Your instructions
State how many lines in the rows below contain the string "grass", with case treated as significant. Give the number only.

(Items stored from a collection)
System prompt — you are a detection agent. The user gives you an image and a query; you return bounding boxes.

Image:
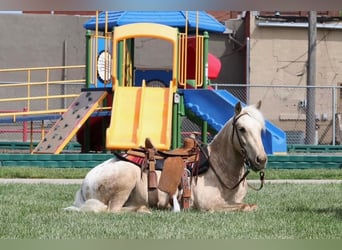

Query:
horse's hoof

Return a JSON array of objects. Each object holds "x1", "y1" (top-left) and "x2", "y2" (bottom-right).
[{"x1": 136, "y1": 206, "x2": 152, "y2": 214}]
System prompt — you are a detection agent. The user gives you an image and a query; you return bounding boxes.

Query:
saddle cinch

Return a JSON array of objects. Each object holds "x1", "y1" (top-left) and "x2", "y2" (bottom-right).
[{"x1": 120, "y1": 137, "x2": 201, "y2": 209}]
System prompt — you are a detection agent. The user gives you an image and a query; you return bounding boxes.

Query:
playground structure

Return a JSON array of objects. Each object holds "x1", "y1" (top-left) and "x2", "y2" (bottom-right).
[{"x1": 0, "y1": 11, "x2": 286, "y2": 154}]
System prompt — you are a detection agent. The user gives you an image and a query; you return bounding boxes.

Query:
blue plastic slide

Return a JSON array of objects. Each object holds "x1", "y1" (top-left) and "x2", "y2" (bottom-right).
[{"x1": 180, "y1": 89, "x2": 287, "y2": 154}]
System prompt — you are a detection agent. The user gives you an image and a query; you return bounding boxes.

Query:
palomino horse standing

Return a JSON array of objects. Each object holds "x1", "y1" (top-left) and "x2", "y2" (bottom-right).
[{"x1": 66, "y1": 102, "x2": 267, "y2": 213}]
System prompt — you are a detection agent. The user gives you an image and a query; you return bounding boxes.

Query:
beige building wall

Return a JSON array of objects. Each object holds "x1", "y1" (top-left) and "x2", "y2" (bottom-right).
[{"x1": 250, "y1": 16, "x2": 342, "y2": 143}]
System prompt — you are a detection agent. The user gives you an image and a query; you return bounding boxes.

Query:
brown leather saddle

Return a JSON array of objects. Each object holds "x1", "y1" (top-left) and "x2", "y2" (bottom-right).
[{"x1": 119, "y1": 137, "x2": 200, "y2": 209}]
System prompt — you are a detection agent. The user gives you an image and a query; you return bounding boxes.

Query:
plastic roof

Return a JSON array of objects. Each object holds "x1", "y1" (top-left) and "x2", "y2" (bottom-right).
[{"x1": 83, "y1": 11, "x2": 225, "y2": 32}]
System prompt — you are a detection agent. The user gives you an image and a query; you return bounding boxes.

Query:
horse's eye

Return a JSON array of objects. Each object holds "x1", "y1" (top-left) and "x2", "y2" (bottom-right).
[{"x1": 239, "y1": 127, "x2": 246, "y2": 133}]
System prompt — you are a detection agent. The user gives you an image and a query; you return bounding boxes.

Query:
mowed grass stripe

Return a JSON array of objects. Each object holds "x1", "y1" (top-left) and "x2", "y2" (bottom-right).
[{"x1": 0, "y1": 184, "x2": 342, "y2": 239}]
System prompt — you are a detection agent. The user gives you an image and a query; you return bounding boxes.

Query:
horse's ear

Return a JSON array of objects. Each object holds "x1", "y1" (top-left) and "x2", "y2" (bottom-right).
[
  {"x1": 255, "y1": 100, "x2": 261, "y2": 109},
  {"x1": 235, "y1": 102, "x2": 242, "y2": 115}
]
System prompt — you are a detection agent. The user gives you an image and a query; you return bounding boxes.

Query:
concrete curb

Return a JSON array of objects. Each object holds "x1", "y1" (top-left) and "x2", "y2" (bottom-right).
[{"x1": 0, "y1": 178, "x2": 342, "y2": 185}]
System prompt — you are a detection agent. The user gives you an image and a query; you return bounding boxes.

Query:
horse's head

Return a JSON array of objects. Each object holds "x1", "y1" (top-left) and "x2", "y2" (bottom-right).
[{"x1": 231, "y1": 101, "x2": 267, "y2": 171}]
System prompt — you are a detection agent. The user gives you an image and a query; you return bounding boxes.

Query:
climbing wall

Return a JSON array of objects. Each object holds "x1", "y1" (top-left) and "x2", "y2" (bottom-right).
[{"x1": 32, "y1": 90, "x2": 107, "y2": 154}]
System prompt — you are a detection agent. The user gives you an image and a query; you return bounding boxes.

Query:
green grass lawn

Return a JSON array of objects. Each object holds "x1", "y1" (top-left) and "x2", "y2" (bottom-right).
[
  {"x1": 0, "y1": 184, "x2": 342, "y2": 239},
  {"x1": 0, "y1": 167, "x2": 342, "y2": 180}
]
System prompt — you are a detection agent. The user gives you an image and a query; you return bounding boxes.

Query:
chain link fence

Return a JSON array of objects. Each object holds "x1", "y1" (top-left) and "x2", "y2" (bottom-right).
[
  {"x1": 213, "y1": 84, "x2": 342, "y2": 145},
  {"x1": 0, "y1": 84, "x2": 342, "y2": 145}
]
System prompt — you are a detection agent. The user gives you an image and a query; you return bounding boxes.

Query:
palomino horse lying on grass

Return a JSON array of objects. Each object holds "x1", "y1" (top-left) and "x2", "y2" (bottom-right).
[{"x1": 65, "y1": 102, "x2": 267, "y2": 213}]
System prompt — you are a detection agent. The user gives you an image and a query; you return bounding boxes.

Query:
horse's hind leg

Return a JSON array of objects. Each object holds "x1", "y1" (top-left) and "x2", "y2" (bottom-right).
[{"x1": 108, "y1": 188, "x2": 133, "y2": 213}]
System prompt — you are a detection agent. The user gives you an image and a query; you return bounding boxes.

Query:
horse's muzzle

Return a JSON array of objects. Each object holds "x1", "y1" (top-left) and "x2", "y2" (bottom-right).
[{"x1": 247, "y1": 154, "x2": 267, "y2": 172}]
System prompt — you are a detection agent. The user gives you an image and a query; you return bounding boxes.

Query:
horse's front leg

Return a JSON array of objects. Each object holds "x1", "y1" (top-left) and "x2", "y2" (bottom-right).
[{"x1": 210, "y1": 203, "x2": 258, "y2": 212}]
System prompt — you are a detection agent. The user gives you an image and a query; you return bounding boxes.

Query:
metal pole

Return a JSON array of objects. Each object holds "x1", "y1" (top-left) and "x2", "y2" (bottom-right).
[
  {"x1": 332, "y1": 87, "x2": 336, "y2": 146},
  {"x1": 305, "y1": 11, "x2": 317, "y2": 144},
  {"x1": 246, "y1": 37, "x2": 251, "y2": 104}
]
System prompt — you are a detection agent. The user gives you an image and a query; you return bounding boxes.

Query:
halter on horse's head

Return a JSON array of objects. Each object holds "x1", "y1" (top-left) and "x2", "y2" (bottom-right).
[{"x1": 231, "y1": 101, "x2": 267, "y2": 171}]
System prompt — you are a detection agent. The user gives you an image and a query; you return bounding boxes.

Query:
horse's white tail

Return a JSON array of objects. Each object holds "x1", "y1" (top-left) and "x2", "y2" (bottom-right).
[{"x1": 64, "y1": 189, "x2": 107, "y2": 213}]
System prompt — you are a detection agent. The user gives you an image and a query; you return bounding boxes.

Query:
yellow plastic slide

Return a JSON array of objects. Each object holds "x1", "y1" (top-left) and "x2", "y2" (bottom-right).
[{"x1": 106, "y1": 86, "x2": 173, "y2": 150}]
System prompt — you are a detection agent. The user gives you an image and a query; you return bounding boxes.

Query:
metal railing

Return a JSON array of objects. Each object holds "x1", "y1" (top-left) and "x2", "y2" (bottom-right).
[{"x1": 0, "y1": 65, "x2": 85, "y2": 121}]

Exercise output
3